Dataset items:
>>>

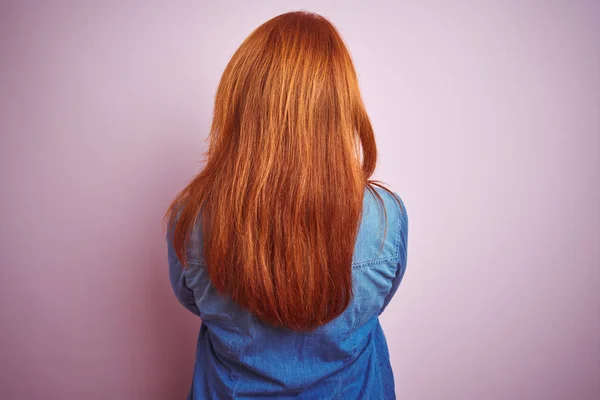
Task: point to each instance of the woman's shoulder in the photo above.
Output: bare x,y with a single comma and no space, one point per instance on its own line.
383,220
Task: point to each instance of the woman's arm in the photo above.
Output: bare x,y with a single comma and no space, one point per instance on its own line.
402,255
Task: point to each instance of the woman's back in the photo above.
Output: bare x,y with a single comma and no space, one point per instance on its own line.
240,357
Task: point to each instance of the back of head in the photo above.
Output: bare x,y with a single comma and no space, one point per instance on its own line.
280,196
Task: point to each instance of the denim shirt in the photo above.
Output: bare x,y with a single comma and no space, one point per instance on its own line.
239,357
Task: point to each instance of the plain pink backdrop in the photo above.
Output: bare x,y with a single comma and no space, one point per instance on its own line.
487,120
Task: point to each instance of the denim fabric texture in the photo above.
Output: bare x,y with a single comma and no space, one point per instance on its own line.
239,357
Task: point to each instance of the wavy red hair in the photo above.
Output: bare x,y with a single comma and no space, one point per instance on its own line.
280,196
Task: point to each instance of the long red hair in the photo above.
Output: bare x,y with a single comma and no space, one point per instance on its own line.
280,196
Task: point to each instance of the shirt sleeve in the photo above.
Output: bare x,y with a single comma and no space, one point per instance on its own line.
402,255
183,293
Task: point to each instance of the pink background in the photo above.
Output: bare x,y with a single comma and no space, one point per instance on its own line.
487,120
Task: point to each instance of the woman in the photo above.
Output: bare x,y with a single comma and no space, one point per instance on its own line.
282,244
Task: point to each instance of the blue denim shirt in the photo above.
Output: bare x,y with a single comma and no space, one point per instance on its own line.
239,357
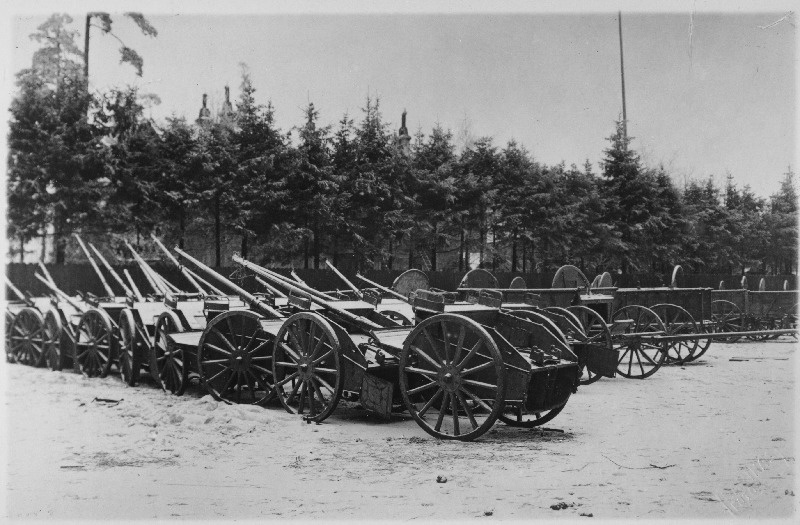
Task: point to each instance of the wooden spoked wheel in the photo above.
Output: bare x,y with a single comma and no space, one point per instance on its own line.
9,322
727,317
95,347
129,351
410,281
569,276
678,321
168,360
27,337
759,323
305,362
53,334
233,358
639,355
451,377
397,317
598,336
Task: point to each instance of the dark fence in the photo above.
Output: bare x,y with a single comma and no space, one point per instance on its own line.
72,278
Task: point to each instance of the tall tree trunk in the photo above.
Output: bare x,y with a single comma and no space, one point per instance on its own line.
514,253
316,244
433,246
217,231
86,51
482,234
60,242
181,226
494,248
461,250
336,249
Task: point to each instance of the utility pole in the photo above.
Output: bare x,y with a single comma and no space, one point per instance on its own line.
622,74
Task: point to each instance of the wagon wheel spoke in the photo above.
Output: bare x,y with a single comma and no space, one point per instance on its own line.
442,410
470,354
225,341
214,361
422,388
261,369
477,400
289,351
286,379
430,403
454,409
446,339
325,384
462,333
302,400
484,366
294,392
467,409
480,384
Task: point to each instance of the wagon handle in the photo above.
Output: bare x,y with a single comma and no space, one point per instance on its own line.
383,288
46,273
345,279
108,289
283,280
269,287
207,284
178,265
161,283
136,291
313,298
113,273
157,287
297,277
60,293
252,300
17,292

<<<

» Goal of the exercise: Repeat each entry exactly as given; no pictures belong in the copy.

» Exercise result:
Task: point to each instance of the woman's shoulder in the photo above.
Output: bare x,y with a single comma and no space, one point per instance on its own line.
383,220
Task: point to each instance of the woman's arm in the photo above.
Output: bare x,y with a single comma and no space, one point per instance on its own line.
402,255
Task: point to each instance of the woman's back in the photo above.
Output: bare x,y with a single comma and no space, one point per instance on its own line.
240,357
Task: point to each instance of the back of head in the photo above.
Output: bare x,y with a single comma and no space, one point per instance on its own line.
280,196
Task: point to each instance of the denim shirt in the photo above.
Output: bare x,y with a single comma and no space, one point per instance on its own line.
239,357
Task: point to each instance of the plain pink backdrop in the photo above.
Output: bare x,y with a single comma and no space, one point per instance on its own line.
487,120
Task: point to each instance of the denim fabric texture in the photo above.
Output: bare x,y with a single comma and no space, one point per instance on its own line.
239,357
Task: point to each instance of the wavy red hair in the photo above.
Output: bare x,y with a single comma and no space, one point per instance on its own line.
280,196
Task: point to each instance of the long red hair in the photo above.
Output: bare x,y with a single comma and no space, one point per instance on its own line.
280,196
Task: point to each instance of the shirt sleeve in the photo above.
Output: bare x,y with a single comma and no space, one point per instance on its own line.
402,255
183,293
Task: point to each instance of the pink background in the photo above.
Output: bare x,y with a single comma and no space, one point per instance on its own line.
487,120
Task: point to each instance of the woman in the photo above.
Output: bare x,y with a single comma and no space, one point per instance on its own line.
282,244
Task: point to each instance of the blue denim shirt in the photo above.
Output: bare x,y with a single comma and no space, one point per instance on its own line.
239,357
Task: point to each instance of the wooden spoked wheel in the photo above.
Output: bare x,y with a single comma and no space, one point per instance on its own line.
9,322
727,317
95,347
129,351
410,281
569,276
678,321
168,360
27,337
759,323
305,362
53,334
233,358
639,355
451,377
397,317
598,336
Task: point to each instance of the dark fence in the photo above.
Output: bare x,y with a single comma and no space, one point per instance on its own line.
72,278
Task: point to each instance of the tall tree trunk in the photo above.
Output: bare x,y with a single comma and no space, one point per instance on its own line.
514,253
316,244
433,246
217,231
86,51
482,234
60,242
181,226
494,248
461,250
336,249
Task: point to each instance of the utility pole in the photo above.
Output: bare x,y with a single comma and no space, one point per instance on its own line.
622,74
Task: point to each instance of the wagon wheel spoke in the photo above.
Output: bare x,y with a single comma and no space, one point per instance on its own line.
442,410
470,354
225,341
214,361
422,388
261,369
477,400
289,351
286,379
430,403
454,409
446,339
325,384
462,333
302,400
484,366
294,392
467,409
480,384
Task: point to each instance of the wagon handle in the photo above.
Output: bare x,y with a single comma and no space, one point per instance on its own line.
383,288
46,273
345,279
108,289
283,280
269,287
207,284
178,265
161,283
136,291
313,298
113,273
157,287
297,277
60,293
252,300
17,292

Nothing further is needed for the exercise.